§ Text block
++++++++
There ought to be a tiny crumb of comfort in being right. It would be nice, at this point, to watch the politicians on telly, pour a giant glass of something delicious, plop down on the sofa, give a gentle sigh and think: well, at least I was right. But if there are tiny crumbs to be found, I’m afraid I haven’t found them. Our Prime Minister, Boris Johnson has just passed his second reading for the EU withdrawal bill by a majority of 124. He got his landslide. He’s heading for his rock-hard Brexit. I’ve been predicting all of this for quite a while, but I take absolutely no comfort in any of it. The battle for Brexit was lost just over a week ago and now all we can do is inspect the suppurating wounds.
It’s too late for the blame game. Yes, of course Jeremy Corbyn was a disaster. As soon as I heard he’d won the Labour leadership contest after Ed Miliband resigned in 2015, I knew he’d never win an election. To be honest, as soon as I heard Ed Miliband had won the leadership contest in 2010, I knew Labour would be out of power for quite a while. I was having afternoon tea with my mother in a posh hotel in London, an early birthday treat for us both. I listened to the results on my iPod and remember how, by a margin of 1.4%, one brother pipped another to the post. And I thought: well, that’s it, then, which is what my father always used to say at the start of a weekend when the weather-man said it was going to rain.
++++++++
§ Record excerpts
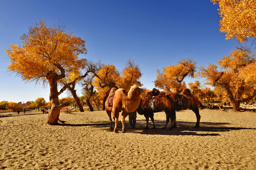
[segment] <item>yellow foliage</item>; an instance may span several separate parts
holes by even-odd
[[[45,82],[47,76],[77,73],[86,65],[85,59],[78,58],[79,54],[86,53],[85,41],[73,33],[47,27],[44,20],[29,28],[21,40],[23,45],[12,44],[5,51],[11,61],[8,69],[24,81]]]
[[[244,42],[248,37],[256,38],[255,0],[211,0],[219,6],[221,18],[219,31],[226,34],[226,39],[235,38]]]
[[[207,78],[207,84],[214,86],[218,91],[222,89],[222,94],[230,99],[238,100],[251,95],[256,89],[254,57],[236,50],[218,62],[222,70],[212,64],[207,68],[202,68],[201,76]]]
[[[187,76],[193,77],[194,71],[195,63],[183,60],[175,66],[163,68],[162,72],[157,69],[155,86],[166,92],[171,90],[180,92],[186,87],[184,78]]]
[[[121,88],[124,88],[127,92],[129,91],[131,86],[133,85],[141,86],[142,84],[138,81],[141,76],[141,72],[136,68],[126,68],[123,72],[122,80],[118,86]]]

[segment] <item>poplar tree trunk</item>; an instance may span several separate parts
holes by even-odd
[[[91,104],[91,103],[90,102],[90,98],[86,98],[86,103],[88,106],[89,107],[89,108],[90,109],[90,111],[94,111],[94,108],[93,108],[93,106],[92,106],[92,105]]]
[[[106,102],[106,100],[107,99],[107,97],[108,97],[108,94],[107,94],[104,98],[103,98],[103,107],[102,108],[103,110],[105,110],[105,102]]]
[[[47,80],[50,86],[50,102],[51,107],[47,123],[54,125],[58,123],[60,110],[68,105],[69,103],[59,104],[57,76],[47,77]]]
[[[235,111],[240,111],[240,102],[237,101],[236,100],[232,100],[233,109]]]
[[[76,95],[76,90],[70,87],[68,87],[68,89],[70,90],[70,92],[71,92],[71,94],[72,94],[74,98],[75,99],[75,100],[76,100],[76,105],[78,106],[80,111],[84,112],[85,110],[84,110],[83,106],[81,104],[81,102],[80,102],[80,99]]]

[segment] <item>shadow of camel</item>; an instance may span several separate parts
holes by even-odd
[[[157,127],[156,129],[149,128],[148,130],[146,130],[144,120],[137,120],[136,124],[137,128],[127,130],[130,133],[147,135],[217,136],[220,135],[219,132],[242,129],[256,129],[254,128],[233,127],[231,127],[230,125],[232,124],[229,123],[209,122],[202,122],[200,123],[200,127],[195,128],[194,122],[177,121],[178,128],[170,130],[169,128],[166,128],[165,129],[161,128],[165,124],[165,120],[156,120],[155,123]],[[128,123],[127,123],[127,126],[129,127]],[[125,124],[125,126],[126,126],[126,124]]]
[[[193,122],[177,121],[178,128],[170,130],[169,128],[162,129],[161,128],[165,124],[165,120],[155,120],[155,123],[157,128],[152,129],[149,128],[148,130],[145,129],[146,124],[144,119],[137,119],[136,126],[135,128],[131,128],[129,122],[125,123],[125,127],[128,133],[139,133],[146,135],[175,135],[187,136],[193,135],[197,136],[220,136],[220,132],[227,132],[231,130],[239,130],[241,129],[256,129],[253,128],[246,128],[233,127],[232,124],[229,123],[219,122],[201,122],[201,127],[195,128],[195,123]],[[92,126],[97,128],[102,128],[103,130],[113,132],[110,129],[110,123],[107,121],[94,122],[94,123],[88,124],[58,124],[57,126],[67,127],[83,127]],[[150,123],[150,127],[152,126]],[[122,125],[121,121],[118,125],[118,128],[121,130]]]

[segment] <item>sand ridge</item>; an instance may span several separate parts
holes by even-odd
[[[65,125],[50,126],[48,114],[0,118],[0,169],[5,170],[253,170],[256,157],[254,112],[205,109],[200,127],[191,110],[177,112],[178,128],[136,128],[114,134],[105,111],[61,113]],[[168,127],[170,127],[170,123]]]

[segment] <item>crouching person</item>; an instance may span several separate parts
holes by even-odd
[[[135,128],[136,124],[136,119],[137,118],[137,111],[135,110],[133,112],[129,113],[129,122],[131,125],[131,128]]]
++++++++
§ What you need to do
A. By what majority did the EU withdrawal bill pass its second reading, according to the Brexit essay?
B. Continue the Brexit essay from the point where it stops.
The lines come from a separate source and are not part of the Brexit essay.

§ Answer set
A. A majority of 124.

B.
And the party suddenly started talking about the only leader who had ever won it three elections as if he was some kind of Genghis Khan who had been ripping the bread from hungry children’s mouths. In fact, he did quite the opposite: cutting child poverty, starting Sure Start, establishing the national minimum wage, creating the human rights act and tripling spending on the NHS. He did these things because he did something Labour leaders don’t often do. He got into government. He fought elections and got whacking great majorities. He sought and acquired something called power.
Ed Miliband didn’t have the hunger for it. Or, if he did, he hid it very well. And Jeremy Corbyn? Oh, Jeremy Corbyn. The serial protester who was nominated as a joke. The jam-making, allotment-tending, rabble-rousing, terrorist-espousing, pro-IRA Marxist, who hated his country and hadn’t changed his political views in 50 years. Oh sure, that’ll get Labour back into power. That’ll teach those Bullingdon toffs.
Well, we all know how that worked out. Creating a cult, it turns out, isn’t the same as winning an election. Or even an argument. But the trouble with cults is that they’ll never admit they’re wrong. Trust me, I’ve been in something like a cult. I know how they work. When the world doesn’t listen, the response is always the same: just cling to the one true faith.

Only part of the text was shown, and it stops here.